» EXERCISE PROMPT: This exercise asks for the entries below to be printed exactly.

» RECORDS:
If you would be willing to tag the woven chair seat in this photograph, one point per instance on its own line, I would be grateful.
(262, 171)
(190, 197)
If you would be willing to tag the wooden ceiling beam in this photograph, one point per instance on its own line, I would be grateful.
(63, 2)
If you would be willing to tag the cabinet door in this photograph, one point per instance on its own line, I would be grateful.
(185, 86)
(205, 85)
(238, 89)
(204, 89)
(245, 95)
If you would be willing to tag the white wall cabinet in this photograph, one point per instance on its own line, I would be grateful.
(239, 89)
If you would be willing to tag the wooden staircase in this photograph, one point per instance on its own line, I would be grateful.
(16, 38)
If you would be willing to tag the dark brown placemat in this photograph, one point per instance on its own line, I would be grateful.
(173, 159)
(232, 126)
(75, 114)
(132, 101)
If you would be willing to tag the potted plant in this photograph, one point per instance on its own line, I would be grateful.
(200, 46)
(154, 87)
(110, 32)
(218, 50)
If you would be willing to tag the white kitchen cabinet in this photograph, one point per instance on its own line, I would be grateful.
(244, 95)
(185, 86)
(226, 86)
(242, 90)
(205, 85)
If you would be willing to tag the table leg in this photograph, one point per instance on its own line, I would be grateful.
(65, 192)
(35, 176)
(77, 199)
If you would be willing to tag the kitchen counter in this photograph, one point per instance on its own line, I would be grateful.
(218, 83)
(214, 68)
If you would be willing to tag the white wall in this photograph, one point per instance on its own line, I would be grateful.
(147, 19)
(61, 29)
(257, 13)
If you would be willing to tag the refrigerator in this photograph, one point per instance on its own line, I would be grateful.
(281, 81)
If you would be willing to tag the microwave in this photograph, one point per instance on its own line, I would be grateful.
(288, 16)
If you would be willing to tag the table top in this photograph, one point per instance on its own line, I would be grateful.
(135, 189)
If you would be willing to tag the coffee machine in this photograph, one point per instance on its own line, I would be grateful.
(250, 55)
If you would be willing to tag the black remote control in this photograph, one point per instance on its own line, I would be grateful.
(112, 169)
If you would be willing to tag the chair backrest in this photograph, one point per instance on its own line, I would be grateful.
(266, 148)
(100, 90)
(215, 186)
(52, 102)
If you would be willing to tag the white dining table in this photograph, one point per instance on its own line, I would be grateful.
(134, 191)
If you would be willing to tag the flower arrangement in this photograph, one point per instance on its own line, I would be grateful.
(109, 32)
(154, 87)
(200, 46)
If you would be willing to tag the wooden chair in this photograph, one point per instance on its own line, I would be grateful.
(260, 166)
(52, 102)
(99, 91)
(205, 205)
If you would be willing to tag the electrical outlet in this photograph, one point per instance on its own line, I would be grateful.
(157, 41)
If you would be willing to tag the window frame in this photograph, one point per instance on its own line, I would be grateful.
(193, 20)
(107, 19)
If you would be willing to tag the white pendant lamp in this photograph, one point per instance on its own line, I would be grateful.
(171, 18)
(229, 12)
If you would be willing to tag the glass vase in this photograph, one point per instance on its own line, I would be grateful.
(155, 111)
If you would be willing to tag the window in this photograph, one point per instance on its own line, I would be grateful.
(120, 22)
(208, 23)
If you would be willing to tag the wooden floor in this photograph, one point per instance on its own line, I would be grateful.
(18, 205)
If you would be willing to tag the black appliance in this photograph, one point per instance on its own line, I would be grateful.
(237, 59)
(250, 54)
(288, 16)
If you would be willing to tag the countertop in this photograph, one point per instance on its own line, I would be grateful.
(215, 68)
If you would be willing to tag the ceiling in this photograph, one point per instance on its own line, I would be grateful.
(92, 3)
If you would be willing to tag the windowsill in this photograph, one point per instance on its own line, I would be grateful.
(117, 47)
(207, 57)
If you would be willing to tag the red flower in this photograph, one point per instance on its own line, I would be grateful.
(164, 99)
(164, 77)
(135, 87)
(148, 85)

» EXERCISE SOLUTION:
If you would be willing to tag the woven chair seat in this photograph, one point per instance on its own line, I would be grateful.
(262, 171)
(190, 197)
If you would be willing to tag the wooden ceiling beam in this photograph, one point per instance on its own line, I would be grateful.
(63, 2)
If you would be willing to tag the cabinet door in this photograph, one point per instance on its own line, I would be grateful.
(185, 86)
(205, 85)
(238, 89)
(204, 89)
(245, 95)
If you would be willing to tag the white wall cabinet in this photograph, one point per instance on its own line, I would be grateful.
(239, 89)
If you would be willing to tag the wooden staircase in this photograph, one point per instance on its own line, I would be grateful.
(16, 38)
If you would be willing to tag the dark brown placemat in this photograph, one point per instance on its own line, I would be grateful.
(173, 159)
(232, 126)
(75, 114)
(132, 101)
If you would be willing to tag the potted plant in this photograph, one point per instance on its own line, I would be grateful.
(200, 46)
(154, 87)
(110, 32)
(218, 50)
If you would be willing to tag the white kitchen cabinet in this photograph, one point per instance on its own line, I would be grateful.
(244, 95)
(185, 86)
(226, 86)
(242, 90)
(205, 85)
If you would be willing to tag the table leg in this photograph, one point per instance on its own line, I would be grateful.
(65, 192)
(35, 176)
(77, 199)
If you would be willing to tag the kitchen counter in this photograph, one point per instance on its own line, I would be grateful.
(218, 83)
(214, 68)
If you would be willing to tag the white wall in this photograph, one point per instance on its own line, I would be grateful.
(147, 19)
(61, 29)
(257, 13)
If you would be willing to tag the refrigerator in this photograph, one point per instance on its own line, I would be grateful.
(281, 81)
If you would be willing to tag the microwave in this photograph, one point per instance on its own line, I would be grateful.
(288, 16)
If you would be willing to tag the table top in this photograph, one point per instance on its own line, I would be grateful.
(135, 189)
If you would be willing to tag the coffee machine in this photograph, one point per instance on its own line, I would be grateful.
(250, 55)
If you would be willing to tag the black remote control in this photograph, one point per instance on its own line, I would be grateful.
(112, 169)
If you would be willing to tag the chair backrest in this photograph, one point per instance on its own line, I would be grateful.
(266, 148)
(100, 90)
(215, 186)
(52, 102)
If you would be willing to tag the white dining table in this photograph, one point per instance on its own line, I would be grateful.
(134, 191)
If you would be willing to tag the flower arrangement in this photograph, one point per instance on its own line, I would be grateful.
(109, 32)
(154, 87)
(200, 46)
If you would be willing to tag the wooden chair in this photograph, one point per instance on its own line, I would be grateful.
(260, 166)
(52, 102)
(99, 91)
(205, 205)
If you would be willing to tag the electrical outlet in this photograph, one point per instance on its own line, I would be grateful.
(157, 41)
If you would be willing to tag the window frame in this photograph, one point per instance on its own line, I would be grateful.
(193, 20)
(107, 19)
If you would be willing to tag the white pendant lamp in this photograph, one point per instance on its own line, I would be grateful.
(171, 18)
(229, 12)
If you would be willing to tag the glass vase in this photograph, one point per instance on its own line, I would be grateful.
(155, 111)
If you would be willing to tag the window in this photograph, one point per instance on its own line, I would be grateful.
(120, 22)
(208, 23)
If you would be willing to tag the wooden floor in this photograph, one point per instance on its own line, I would be grateful.
(18, 205)
If you would be willing to tag the black appliance in this photograph, one point per instance on its own line, I would be grateful.
(237, 59)
(250, 54)
(288, 16)
If you would be willing to tag the countertop in this photograph, one point per instance on its own line, I would be grateful.
(215, 68)
If you would be willing to tag the ceiling in this photograph, one point per instance on its own line, I would be grateful.
(92, 3)
If you would be willing to tag the windowsill in this photograph, one point per instance on its own line, I would be grateful.
(117, 47)
(207, 57)
If you would be willing to tag the red flower in this photograph, one point per instance on its own line, I would be grateful.
(164, 99)
(164, 77)
(135, 87)
(148, 85)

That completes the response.